**Exercises to complete**
#1 In the article about Asheville artists who moved to New York, condense the paragraph beginning "When I lived in Asheville" into a bulleted list that keeps its main facts.
#2 Write the next few paragraphs of the article about Asheville artists living in New York City, picking up after its final paragraph.

**Source text**
──────────
After Asheville

When Ryan Ford arrived in New York City nearly four years ago, he carried only a backpack of clothes and $300 in his pocket. Ford, a painter who has shown his work widely in the WNC area, had decided to move to the Big Apple in an effort to take his art more seriously.

"New York is the thing that converted me": Lauren Gibbes in front of her painting. Gibbes, a former Asheville resident, moved to NYC several years ago. "It was just something I wanted to do," she says. Photo by Ursula Gullow.

"After being in Asheville for four years, I felt ready to make something happen. I had poured my heart out in Asheville throwing awesome shows with a crew of mad-talented artists of all sorts, and there was very little return — almost no return, financially," he says. "That's the number one reason" why he left, he Ford adds.

It's a story we're all familiar with: Small-town artist breaks out and heads into the big city to find fame and fortune. Indeed, this is the legend that has propelled such greats as Bob Dylan, Jackson Pollack and Andy Warhol.

On a recent visit to New York City, Xpress caught up with Ford and former Asheville artists Lauren Gibbes and Jason Weatherspoon, who'd made the big move some years ago, to report their thoughts on life as an artist in NYC versus small-town Asheville.

"When I lived in Asheville, my artistic sight could span a distance of 90 degrees," says Ford. "Since I've lived in New York City, my sight spans 360 degrees." It's easy to comprehend a remark like this when you consider that NYC boasts more than 80 major museums, nearly 1,000 galleries (though that number fluctuates daily), 34 colleges, hundreds of theaters, historic architecture, monumental parks and a 24-hour mass-transit system that acts as the arteries of this city that never sleeps.

Add to this a multicultural population of 8.3 million people, where more than 170 different languages are spoken, and a richly documented history of creative movements such as Tin Pan Alley, the Harlem Renaissance, abstract expressionism, hip-hop, salsa and disco. Outgrowths in movements like punk rock and beat poetry also were spurred by the influx of bohemians and artists during the '50s and '60s.

Rock icon and poetess Patti Smith put it best in her "A Little Prayer for New York": "New York is the thing that formed me. New York is the thing that deformed me. New York is the thing that perverted me. New York is the thing that converted me."

We owned our time there: "What I miss most about Asheville is freedom," says Weatherspoon with a laugh.

But those cultural movements and the artists associated with them were spawned in an era when rents and the cost of living in New York were considerably cheaper than they are now. These days, many artists question the advantage of living in a city with high rents and dense population — not to mention the grit and grime of city living.

"It takes a really long time to come around to liking the city," Ford says. "But I love this place now. It makes you tough as nails. People always test you here: It forces you to be social and upfront like no other place, and for a creative person that's always stuck in their shell, this can be a positive experience. I still feel like I'm growing here as a stronger person for myself and my artwork."
──────────
**Recorded data**
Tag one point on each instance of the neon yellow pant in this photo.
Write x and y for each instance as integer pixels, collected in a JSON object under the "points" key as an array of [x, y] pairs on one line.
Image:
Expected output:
──────────
**Results in order**
#1
- Ford says his artistic sight spanned 90 degrees in Asheville and spans 360 degrees in New York City.
- The remark is easy to understand given what NYC offers:
  - more than 80 major museums
  - nearly 1,000 galleries, a number that changes daily
  - 34 colleges
  - hundreds of theaters
  - historic architecture and monumental parks
  - a 24-hour mass-transit system that serves as the city's arteries

#2
Today Ford lives in Bushwick, Brooklyn, a place he refers to as "hell on earth." He explains: "The air stinks from food-distribution plants, stinky recycle places and just pollution in general. [There are] fast cars everywhere, confrontational people, loud ambulances and car systems. I wake up and walk down a hallway that stinks like dead people because so many rats die down in the basement."

For $430 a month, Ford rents an apartment with two other people. He paints out of a spacious studio that he shares with four artists, paying $315 a month for the space. Located in a renovated warehouse just blocks from his apartment, the 1,200-square-foot studio has wood floors, skylights and 15-foot ceilings.

"The contemporary arts world doesn't need you": Artist Ryan Ford sells small paintings on the streets of Brooklyn and Manhattan under the alias "Rotgut."

Since his move in 2006, Ford has exhibited his paintings in a handful of group shows around the city and has started a T-shirt business featuring his silkscreen designs. Mostly he concerns himself with developing his art — large imaginative and detailed narrative oil paintings, often affixed with sculptural elements giving them a three-dimensional form.

Recently Ford began selling small paintings of inventive characters often posed in inspired scenarios, on the streets of Brooklyn and Manhattan under the alias "Rotgut." "I can make anywhere between $70 and $200 dollars a day, and it's a lot of fun talking to people" he says.

"New York is kinda like a big Ferris wheel, and you're always trying to hold on, and its always trying to kick you off," says Ford. "Lets put it this way: The contemporary-art world doesn't need you. It's already flooded with so many people." Later, he confesses, "But the fast-paced vibe of the city sucks you in. You become addicted to it like a drug."

On occasion, Ford still visits Asheville, and he admits to missing the community feeling that Asheville offers. "People don't have time in New York. You fight for every moment. You value your time here [in NYC] more."

Missing freedom, finding opportunity

Jason Weatherspoon and his wife, Lauren Gibbes, both artists who moved to New York City more than two years ago, agree. "What I miss most about Asheville is freedom," Weatherspoon says, laughing. "We really owned our time there."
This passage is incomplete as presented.